### [Texto seleccionado]
El futbol no es solamente un deporte, un
espectáculo o un negocio; es -y muy notablemente durante el Mundial- también un
espacio de identificación política y social, así como de guerra cultural entre
distintas naciones (y, a veces, dentro de una nación). Resulta que casi todas
las selecciones de futbol del mundo son símbolos nacionales.
Mucho se ha criticado que la fase final se
lleve a cabo en Qatar, un país autocrático, en el que no se respetan los
derechos humanos y que no tuvo empacho en contratar a miles de trabajadores
extranjeros para la construcción de estadios e infraestructura, sin brindarles
buenas condiciones laborales y, muchos menos, de seguridad.
Al mismo tiempo, la realización ahí de ese
Mundial ha generado una suerte de orgullo no sólo en la nación sede, sino en
todos los países islámicos, que se ven reflejados en esa luz indirecta. Es un
sello de pertenencia al mundo de parte de esas naciones, que por décadas se han
sentido excluidas por razones políticas, culturales y (tiempo atrás)
económicas.
En ese entendido, parece que las
autoridades cataríes no quieren presentarse al mundo como represivas y, salvo
el peliagudo asunto de la cerveza, han sido menos intolerantes de lo que se
esperaba en la mayor parte de los países de Occidente. El asunto es llevar la
fiesta en paz.
También es ocasión para que cada quien
exprese su idiosincrasia, tanto en el terreno de juego como en las gradas y en
los alrededores de los estadios. Allí suelen verse tanto las virtudes como los
defectos de las sociedades. Resultan espejos, a veces fieles y nunca demasiado
distorsionados.

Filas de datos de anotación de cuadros
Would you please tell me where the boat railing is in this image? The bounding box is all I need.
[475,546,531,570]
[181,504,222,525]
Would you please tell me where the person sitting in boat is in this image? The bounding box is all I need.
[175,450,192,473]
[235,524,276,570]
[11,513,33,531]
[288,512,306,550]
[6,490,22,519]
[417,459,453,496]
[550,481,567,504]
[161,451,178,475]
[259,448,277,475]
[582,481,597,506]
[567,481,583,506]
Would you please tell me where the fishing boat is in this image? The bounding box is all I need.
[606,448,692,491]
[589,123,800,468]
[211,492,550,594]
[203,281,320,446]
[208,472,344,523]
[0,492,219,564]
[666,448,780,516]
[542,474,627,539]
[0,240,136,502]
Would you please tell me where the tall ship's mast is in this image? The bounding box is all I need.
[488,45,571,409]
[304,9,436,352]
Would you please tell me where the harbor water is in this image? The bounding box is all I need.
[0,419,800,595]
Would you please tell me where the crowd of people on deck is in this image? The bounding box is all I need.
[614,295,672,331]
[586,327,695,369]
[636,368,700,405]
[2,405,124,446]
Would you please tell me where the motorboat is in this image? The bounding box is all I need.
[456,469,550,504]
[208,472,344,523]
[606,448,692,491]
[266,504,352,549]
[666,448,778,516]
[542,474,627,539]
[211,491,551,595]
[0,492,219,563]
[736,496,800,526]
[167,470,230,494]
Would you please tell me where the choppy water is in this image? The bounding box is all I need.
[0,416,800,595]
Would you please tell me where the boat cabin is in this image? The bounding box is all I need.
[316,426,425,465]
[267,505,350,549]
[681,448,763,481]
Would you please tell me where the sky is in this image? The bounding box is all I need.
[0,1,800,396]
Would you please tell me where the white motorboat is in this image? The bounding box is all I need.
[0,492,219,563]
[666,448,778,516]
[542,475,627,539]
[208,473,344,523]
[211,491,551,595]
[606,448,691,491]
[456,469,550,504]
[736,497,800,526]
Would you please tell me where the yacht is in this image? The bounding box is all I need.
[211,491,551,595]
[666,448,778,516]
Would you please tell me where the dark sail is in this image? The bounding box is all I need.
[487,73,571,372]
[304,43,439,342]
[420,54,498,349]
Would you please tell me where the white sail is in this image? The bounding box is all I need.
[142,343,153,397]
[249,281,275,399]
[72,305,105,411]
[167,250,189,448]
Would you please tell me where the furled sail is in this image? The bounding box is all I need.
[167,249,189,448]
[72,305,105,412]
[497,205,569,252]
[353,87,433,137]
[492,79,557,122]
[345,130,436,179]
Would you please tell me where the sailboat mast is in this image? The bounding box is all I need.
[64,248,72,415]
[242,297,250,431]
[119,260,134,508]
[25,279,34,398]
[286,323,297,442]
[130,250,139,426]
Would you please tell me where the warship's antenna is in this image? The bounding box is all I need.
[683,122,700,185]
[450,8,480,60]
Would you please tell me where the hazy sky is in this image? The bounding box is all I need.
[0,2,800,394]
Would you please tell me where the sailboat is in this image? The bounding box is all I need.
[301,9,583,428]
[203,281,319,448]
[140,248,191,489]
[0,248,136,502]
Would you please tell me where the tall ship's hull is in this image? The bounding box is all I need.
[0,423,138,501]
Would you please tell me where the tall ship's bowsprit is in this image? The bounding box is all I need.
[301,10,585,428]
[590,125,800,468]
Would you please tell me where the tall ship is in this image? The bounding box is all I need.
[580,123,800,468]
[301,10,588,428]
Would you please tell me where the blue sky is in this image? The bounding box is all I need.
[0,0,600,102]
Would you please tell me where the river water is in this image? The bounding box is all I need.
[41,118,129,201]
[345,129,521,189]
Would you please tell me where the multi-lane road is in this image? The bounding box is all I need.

### [Tu tarea]
En el texto sobre el Mundial de Qatar, ¿qué asunto se señala como excepción al hecho de que las autoridades cataríes hayan sido menos intolerantes de lo que se esperaba?

### [Solución del ejercicio]
El peliagudo asunto de la cerveza.